Extracted data entries

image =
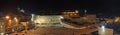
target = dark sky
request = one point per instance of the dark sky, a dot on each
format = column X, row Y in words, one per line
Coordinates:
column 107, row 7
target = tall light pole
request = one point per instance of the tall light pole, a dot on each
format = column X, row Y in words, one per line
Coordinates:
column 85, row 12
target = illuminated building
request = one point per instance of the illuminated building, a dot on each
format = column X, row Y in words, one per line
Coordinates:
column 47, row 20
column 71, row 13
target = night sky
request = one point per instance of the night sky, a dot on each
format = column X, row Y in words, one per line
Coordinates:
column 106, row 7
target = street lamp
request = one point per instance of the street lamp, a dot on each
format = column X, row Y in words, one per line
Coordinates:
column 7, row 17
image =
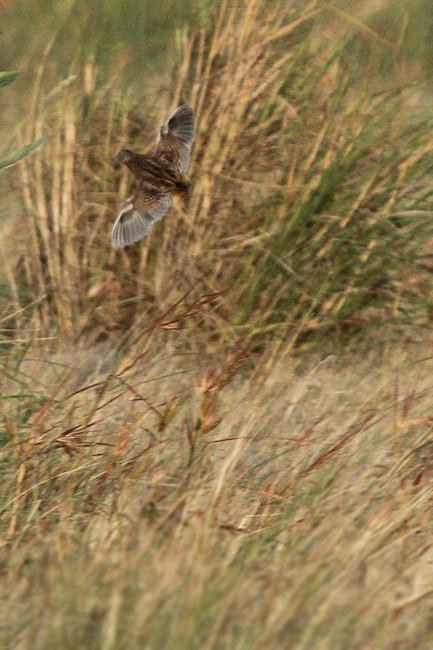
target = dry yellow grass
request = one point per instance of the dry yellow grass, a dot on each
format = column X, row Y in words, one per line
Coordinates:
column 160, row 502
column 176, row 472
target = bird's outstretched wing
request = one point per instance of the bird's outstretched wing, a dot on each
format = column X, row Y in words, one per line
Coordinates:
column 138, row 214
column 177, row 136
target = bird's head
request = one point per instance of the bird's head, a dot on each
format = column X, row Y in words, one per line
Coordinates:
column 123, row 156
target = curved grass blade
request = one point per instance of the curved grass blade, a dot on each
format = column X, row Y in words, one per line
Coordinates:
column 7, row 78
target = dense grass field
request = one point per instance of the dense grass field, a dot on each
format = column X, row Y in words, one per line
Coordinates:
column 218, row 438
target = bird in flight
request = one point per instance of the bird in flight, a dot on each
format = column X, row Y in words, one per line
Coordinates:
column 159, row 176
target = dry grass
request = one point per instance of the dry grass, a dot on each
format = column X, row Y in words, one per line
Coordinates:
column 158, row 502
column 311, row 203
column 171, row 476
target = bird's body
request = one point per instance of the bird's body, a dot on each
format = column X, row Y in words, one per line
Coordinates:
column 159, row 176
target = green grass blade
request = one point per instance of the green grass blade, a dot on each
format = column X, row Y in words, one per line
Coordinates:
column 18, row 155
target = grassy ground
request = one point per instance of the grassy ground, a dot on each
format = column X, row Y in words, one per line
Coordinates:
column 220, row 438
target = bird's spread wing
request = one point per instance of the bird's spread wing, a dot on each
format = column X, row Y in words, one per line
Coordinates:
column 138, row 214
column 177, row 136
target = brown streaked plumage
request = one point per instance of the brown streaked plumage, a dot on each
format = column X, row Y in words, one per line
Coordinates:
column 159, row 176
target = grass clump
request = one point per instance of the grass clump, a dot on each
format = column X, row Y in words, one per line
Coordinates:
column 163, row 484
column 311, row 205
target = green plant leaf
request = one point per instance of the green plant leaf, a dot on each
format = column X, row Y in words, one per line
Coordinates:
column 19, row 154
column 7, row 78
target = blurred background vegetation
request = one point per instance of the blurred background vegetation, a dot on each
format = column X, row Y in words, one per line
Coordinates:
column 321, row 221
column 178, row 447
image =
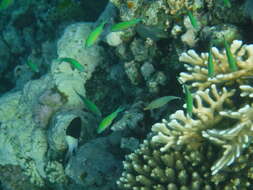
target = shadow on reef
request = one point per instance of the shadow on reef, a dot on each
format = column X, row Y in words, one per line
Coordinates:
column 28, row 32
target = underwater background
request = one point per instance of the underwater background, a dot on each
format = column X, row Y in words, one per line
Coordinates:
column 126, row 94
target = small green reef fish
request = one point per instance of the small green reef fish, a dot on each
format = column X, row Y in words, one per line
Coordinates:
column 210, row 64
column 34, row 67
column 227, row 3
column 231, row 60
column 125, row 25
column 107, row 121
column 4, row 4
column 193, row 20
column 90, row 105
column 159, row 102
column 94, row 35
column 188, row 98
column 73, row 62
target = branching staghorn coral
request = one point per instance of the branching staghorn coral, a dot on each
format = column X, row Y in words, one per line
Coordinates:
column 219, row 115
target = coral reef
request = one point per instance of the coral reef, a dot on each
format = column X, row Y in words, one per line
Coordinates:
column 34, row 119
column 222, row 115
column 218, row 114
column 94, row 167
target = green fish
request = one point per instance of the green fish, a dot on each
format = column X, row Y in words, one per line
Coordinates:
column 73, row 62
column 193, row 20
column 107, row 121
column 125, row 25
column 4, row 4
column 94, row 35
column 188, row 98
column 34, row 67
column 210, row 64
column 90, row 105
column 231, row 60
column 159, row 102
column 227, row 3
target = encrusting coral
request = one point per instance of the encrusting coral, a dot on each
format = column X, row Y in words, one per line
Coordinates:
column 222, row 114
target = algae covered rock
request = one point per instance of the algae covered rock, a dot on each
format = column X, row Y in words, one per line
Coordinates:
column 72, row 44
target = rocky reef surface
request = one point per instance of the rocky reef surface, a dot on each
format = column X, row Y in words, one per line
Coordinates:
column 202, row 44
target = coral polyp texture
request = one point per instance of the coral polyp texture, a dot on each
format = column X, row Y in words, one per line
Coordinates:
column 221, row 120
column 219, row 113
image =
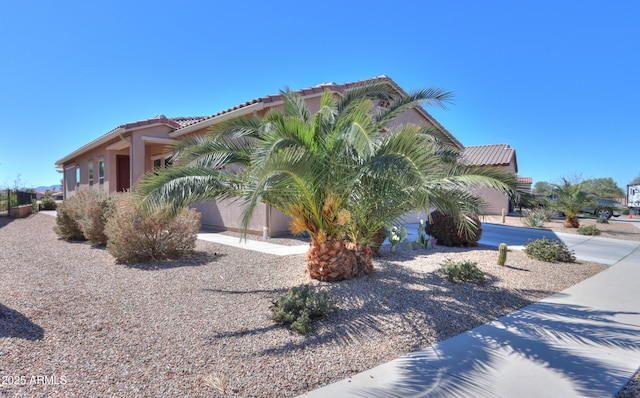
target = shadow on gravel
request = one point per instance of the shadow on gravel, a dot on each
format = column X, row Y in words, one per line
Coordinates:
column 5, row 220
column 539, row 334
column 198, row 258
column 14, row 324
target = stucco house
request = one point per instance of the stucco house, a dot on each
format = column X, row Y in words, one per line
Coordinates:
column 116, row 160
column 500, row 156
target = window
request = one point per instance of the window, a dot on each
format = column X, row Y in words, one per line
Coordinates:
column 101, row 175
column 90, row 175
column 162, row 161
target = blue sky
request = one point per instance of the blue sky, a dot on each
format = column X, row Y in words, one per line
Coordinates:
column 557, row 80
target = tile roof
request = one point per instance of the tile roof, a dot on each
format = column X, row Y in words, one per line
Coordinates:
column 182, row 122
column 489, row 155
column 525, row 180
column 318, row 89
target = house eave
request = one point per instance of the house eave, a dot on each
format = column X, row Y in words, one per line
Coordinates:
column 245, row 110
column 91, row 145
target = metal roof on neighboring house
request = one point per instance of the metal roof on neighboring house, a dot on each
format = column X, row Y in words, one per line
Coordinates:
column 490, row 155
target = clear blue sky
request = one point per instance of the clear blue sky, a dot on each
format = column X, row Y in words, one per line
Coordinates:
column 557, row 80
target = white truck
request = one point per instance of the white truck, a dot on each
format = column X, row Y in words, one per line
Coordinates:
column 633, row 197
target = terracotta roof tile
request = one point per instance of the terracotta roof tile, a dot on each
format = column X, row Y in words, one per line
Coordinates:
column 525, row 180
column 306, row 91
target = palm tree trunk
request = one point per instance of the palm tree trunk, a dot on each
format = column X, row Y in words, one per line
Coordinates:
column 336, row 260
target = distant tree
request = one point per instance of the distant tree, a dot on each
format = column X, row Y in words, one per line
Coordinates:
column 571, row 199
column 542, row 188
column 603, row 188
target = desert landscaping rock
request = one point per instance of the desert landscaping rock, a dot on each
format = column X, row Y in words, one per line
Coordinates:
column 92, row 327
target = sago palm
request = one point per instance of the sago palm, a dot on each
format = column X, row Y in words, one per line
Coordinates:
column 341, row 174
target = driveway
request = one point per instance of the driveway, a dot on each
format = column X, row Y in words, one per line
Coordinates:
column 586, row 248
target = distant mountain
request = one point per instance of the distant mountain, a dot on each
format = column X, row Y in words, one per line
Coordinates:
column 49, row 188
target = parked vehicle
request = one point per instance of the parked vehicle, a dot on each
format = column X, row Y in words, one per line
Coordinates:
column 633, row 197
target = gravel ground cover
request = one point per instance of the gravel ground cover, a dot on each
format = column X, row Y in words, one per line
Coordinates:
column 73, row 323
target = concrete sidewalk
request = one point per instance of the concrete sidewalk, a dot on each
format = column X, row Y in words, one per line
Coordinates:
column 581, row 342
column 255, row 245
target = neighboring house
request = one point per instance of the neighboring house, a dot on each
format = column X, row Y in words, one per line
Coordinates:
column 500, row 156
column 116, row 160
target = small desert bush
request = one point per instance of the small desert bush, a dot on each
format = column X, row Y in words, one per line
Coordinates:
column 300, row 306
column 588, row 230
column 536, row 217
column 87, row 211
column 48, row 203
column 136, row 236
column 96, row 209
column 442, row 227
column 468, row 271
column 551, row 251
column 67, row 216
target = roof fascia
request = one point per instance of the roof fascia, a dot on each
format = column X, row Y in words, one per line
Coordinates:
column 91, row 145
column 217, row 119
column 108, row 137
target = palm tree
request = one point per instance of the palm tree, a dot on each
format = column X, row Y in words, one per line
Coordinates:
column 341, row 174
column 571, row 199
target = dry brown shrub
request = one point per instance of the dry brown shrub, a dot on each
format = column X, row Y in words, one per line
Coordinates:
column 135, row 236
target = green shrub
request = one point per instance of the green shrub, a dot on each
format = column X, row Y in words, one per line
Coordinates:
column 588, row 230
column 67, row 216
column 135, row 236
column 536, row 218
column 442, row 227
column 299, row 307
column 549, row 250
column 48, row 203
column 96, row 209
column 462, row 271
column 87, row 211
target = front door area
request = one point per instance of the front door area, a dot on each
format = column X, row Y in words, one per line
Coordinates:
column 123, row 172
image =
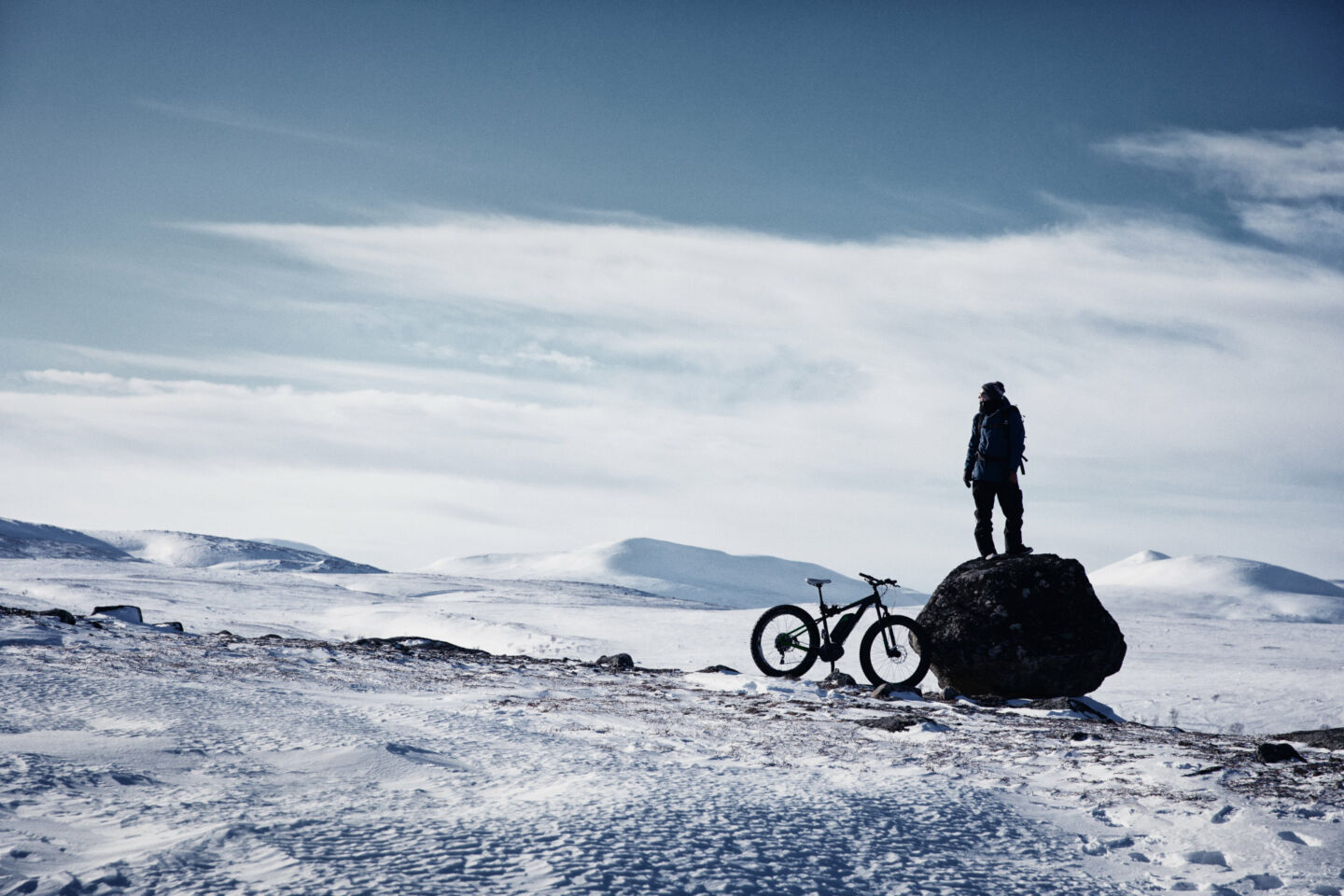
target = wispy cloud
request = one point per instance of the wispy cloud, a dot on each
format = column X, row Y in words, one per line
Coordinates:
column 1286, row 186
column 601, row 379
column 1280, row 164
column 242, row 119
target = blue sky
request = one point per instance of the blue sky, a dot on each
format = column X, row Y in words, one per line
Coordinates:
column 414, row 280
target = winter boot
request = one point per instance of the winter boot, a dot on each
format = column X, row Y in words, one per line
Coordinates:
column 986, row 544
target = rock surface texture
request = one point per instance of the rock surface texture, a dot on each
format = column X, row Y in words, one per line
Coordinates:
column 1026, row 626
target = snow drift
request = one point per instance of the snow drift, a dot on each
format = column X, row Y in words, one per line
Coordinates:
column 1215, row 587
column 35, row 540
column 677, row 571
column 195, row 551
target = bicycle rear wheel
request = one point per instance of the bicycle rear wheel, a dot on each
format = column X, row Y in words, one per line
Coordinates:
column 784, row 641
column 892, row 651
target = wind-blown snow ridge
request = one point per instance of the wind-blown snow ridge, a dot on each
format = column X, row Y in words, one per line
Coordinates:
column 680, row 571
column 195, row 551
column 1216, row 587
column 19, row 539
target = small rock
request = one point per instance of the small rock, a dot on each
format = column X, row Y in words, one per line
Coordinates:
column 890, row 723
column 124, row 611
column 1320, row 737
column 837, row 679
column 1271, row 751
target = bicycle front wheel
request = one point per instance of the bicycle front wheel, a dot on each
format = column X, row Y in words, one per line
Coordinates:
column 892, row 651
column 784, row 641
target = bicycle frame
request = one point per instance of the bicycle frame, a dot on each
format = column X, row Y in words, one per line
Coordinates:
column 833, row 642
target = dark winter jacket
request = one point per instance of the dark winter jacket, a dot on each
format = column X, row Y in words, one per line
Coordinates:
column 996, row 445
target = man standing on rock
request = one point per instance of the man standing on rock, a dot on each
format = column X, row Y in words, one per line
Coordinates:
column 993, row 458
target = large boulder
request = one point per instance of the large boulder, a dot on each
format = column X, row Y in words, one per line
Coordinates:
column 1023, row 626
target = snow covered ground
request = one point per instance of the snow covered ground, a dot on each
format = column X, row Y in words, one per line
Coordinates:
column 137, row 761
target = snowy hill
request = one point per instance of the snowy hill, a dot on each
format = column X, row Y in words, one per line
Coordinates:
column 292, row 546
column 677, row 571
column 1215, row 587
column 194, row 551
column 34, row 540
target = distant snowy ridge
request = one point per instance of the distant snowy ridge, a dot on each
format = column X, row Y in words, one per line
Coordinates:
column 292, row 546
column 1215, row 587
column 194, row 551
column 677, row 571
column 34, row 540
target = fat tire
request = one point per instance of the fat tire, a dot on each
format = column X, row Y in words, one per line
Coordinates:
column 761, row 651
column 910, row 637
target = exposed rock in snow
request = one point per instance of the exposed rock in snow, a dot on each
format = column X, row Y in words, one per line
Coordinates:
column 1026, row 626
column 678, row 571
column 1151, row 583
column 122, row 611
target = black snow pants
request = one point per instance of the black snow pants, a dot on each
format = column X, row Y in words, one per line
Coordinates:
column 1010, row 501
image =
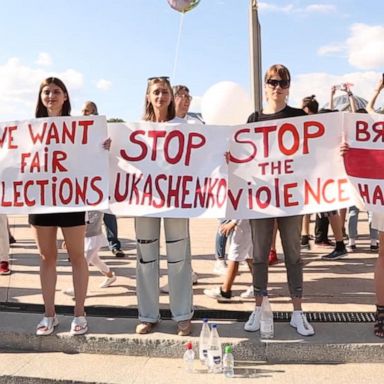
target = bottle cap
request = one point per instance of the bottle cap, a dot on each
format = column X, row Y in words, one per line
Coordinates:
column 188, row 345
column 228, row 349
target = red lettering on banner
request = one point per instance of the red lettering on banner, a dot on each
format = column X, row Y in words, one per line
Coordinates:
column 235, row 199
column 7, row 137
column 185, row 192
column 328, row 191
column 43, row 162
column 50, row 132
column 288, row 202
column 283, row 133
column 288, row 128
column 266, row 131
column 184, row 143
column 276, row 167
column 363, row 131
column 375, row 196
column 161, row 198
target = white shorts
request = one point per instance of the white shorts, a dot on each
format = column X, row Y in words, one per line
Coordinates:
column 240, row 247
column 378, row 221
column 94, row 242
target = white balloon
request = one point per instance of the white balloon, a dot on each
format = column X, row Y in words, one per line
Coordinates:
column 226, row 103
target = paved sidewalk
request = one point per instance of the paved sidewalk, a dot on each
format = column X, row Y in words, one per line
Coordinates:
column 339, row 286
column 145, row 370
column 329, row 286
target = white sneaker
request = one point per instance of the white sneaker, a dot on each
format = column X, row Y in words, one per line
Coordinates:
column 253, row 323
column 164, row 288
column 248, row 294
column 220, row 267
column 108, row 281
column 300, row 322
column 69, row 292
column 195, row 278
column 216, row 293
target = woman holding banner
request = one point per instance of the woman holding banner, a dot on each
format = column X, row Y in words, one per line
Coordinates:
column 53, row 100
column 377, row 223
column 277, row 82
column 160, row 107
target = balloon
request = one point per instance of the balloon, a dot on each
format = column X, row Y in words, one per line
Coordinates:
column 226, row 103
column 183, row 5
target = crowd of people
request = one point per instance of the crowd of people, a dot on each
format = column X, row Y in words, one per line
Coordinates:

**Aim of the task:** Copy the listing lines word for word, starting at the line containing "target = palm tree trunk" and ending at the line containing "column 603, row 188", both included.

**Answer to this problem:**
target = palm tree trunk
request = one point per instance of the palm tree trunk, a dot on each
format = column X, row Y in words, one per line
Coordinates:
column 336, row 260
target = distant tree
request = one point per instance of the distant tree, a dot on each
format = column X, row Y in words, one per line
Coordinates:
column 571, row 199
column 542, row 188
column 603, row 188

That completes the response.